##### Trecho do documento

Era mais um jabuti daqueles que aparecem de última hora: a cobrança do imposto de importação sobre produtos de até US$ 50 comprados pela internet, o equivalente a R$ 257 no câmbio atual. Foi incluído no projeto que institui o Programa Mobilidade Verde e Inovação (Mover), que estava para ser votado nesta quinta-feira (22) pela Câmara dos Deputados. No jargão parlamentar, jabuti é uma proposta estranha aos propósitos originais do legislador, que aparece sem que saiba direito quem está por trás, mas sempre é alguém ou algum lobby muito poderoso.



De olho na reação dos consumidores, o presidente Luiz Inácio Lula da Silva ameaçou vetar a taxação federal de remessas de até US$ 50, vindas do exterior. O presidente da Câmara, Arthur Lira (PP-AL), para aprovar o projeto, havia convocado uma sessão nesta quinta-feira, o que só acontece quando os assuntos são muito importantes. Diante da reação, adiou a decisão. Na quarta-feira, o assunto já havia sido objeto de bate-boca entre o ministro da Fazenda, Fernado Haddad, e o deputado Kim Kataguiri (União Brasil-SP), na Comissão de Finanças e Tributação da Câmara dos Deputados.

##########

* [Conjunto de tarefas]
**a.** Responda às perguntas abaixo com base no trecho, em uma linha para cada uma:
(i) Qual é o valor máximo, em dólares, dos produtos comprados pela internet que seriam atingidos pela cobrança do imposto de importação?
(ii) Em qual projeto essa cobrança foi incluída?
(iii) Em qual comissão da Câmara dos Deputados o assunto gerou bate-boca na quarta-feira?
**b.** Liste todos os cargos ou funções atribuídos a pessoas nomeadas no trecho.

##### Material de origem

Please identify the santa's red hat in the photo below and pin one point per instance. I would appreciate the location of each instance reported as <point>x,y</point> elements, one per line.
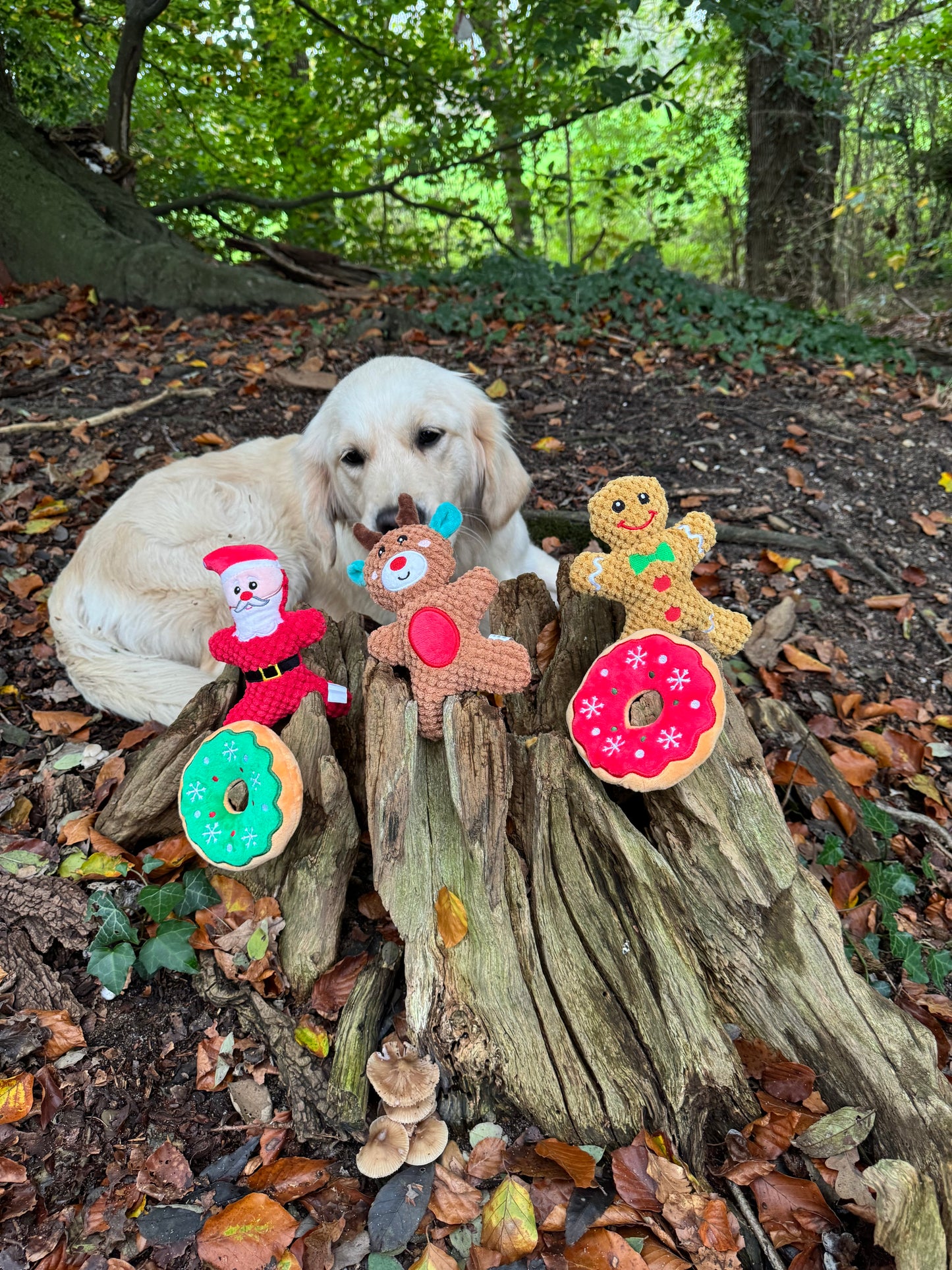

##########

* [Respostas por tarefa]
**a.**
(i) US$ 50.
(ii) No projeto que institui o Programa Mobilidade Verde e Inovação (Mover).
(iii) Na Comissão de Finanças e Tributação da Câmara dos Deputados.

**b.**
- presidente
- presidente da Câmara
- ministro da Fazenda
- deputado